I read an article in a blog, the name of which is unfortunately escaping me at the moment. It was by a man who works with depressed women and also lived with one when his wife had postpartum depression. He was offering advice to people living with those suffering from depression, trying to educate them about how best to help and support their loved ones.
In his opening paragraph, he said that he knew living with a depressed person could be nigh unto “unbearable.” My first reaction was, “Ouch, that was harsh.” But as I thought about it over the next few days, I realized that this man was probably understating the matter a great deal. After all, even I can barely stand to live with myself when I am depressed, so I can only imagine how difficult things must be for my husband, Sei. He doesn’t have the advantage of knowing what’s going on in my head, so he probably feels even more clueless and helpless than I do.
Last week, Sei and I had a small disagreement about some household-related thing. Looking back, I can see the comment he made was completely innocuous. But in my depression-addled brain, I took it to be a criticism of my wifely/motherly abilities, and my first reaction was to go on the offensive.
Thankfully, he didn’t allow the argument to escalate; he left for work, and emailed me from there, apologizing for whatever he’d said that upset me. He said something else that really struck me though. He said it’s been very difficult for him over the past few months (probably much longer, if he were being completely truthful), because he feels he can’t speak to me about anything openly.
If there’s anything he sees as an issue that needs to be resolved in our marriage, it never gets talked about because I always feel like he’s attacking me, and then I turn it around on him. Our disagreements usually end up becoming a discussion about all his faults and how he’s never going to be able to understand what I’m going through. These are all my words, not his, by the way.
It’s true; Sei will never be able to understand what I’m going through, and I don’t want him to be able to. But I can understand what he’s going through. I’ve lived with a depressed person before, so I know how it is to want so desperately to help someone who is unwilling to or incapable of receiving that help. To ask everyday, “What’s wrong?” only to be told once and again, “I have no idea.”
Living with postpartum depression and other perinatal mood and anxiety disorders is difficult, to say the least. It is lonely, sometimes sad, and exhausting. Sometimes it feels like life will never be good again (which is categorically untrue). But there is an element to living with the disorder that I feel is under-discussed, and that is how much we should allow our own suffering to become the suffering of others.
First, let me say that I am not suggesting anyone with a PMAD be silent. Not at all. I speak about my symptoms all the time, and I think it helps my husband to have a clear picture of where I am coming from. However, one of the hallmarks of my depression (and that of many other women, from what I read) is self-centeredness. During my unmedicated episodes, all I can think about is my own suffering. I can barely pull my head out of the sand long enough to consider the fact that Sei is probably hurting, too.

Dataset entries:

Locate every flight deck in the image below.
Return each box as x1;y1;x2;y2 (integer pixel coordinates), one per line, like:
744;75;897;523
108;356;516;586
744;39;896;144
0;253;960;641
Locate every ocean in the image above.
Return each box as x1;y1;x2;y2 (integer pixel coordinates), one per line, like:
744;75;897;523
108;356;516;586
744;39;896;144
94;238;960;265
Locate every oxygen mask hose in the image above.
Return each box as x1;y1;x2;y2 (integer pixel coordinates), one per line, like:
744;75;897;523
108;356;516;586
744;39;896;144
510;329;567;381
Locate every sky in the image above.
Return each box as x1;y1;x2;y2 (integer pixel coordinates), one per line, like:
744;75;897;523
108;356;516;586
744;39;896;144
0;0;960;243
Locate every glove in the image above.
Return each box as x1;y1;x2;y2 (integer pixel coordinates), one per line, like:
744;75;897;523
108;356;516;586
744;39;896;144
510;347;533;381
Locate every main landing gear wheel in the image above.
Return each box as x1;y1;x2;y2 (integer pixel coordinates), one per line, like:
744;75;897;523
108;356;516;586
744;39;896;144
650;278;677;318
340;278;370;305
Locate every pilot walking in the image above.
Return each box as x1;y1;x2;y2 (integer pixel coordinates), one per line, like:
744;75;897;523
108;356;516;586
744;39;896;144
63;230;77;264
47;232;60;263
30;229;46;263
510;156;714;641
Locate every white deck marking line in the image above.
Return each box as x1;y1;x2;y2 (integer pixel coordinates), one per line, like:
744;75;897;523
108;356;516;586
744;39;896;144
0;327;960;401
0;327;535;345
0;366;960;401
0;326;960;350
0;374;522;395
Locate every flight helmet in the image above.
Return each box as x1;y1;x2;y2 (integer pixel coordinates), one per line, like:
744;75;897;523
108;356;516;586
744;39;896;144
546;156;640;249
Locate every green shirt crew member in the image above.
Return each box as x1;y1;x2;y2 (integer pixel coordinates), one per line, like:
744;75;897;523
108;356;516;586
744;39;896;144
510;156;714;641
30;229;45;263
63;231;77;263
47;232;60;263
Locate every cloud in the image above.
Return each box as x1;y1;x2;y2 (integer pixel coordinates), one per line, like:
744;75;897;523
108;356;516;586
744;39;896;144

> What to work on
[1] Summarize the essay on living with depression in two sentences.
[2] According to the essay on living with depression, is each of the following statements true? Answer yes or no for each, quoting the words that decide it.
(a) The author of the blog article once lived with a wife who had postpartum depression.
(b) Sei apologized in person before he left for work.
(c) The writer wants Sei to be able to understand what the writer is going through.

> Per-task outputs
[1] The writer recalls a blog article saying that living with a depressed person can be nearly unbearable. After a disagreement, the writer's husband Sei said he cannot speak openly because the writer treats his concerns as attacks, which leads the writer to argue that people with perinatal mood and anxiety disorders should not stay silent but should consider how much their own suffering becomes the suffering of others.

[2]
(a) Yes: "also lived with one when his wife had postpartum depression."
(b) No: "he left for work, and emailed me from there, apologizing for whatever he’d said that upset me."
(c) No: "Sei will never be able to understand what I’m going through, and I don’t want him to be able to."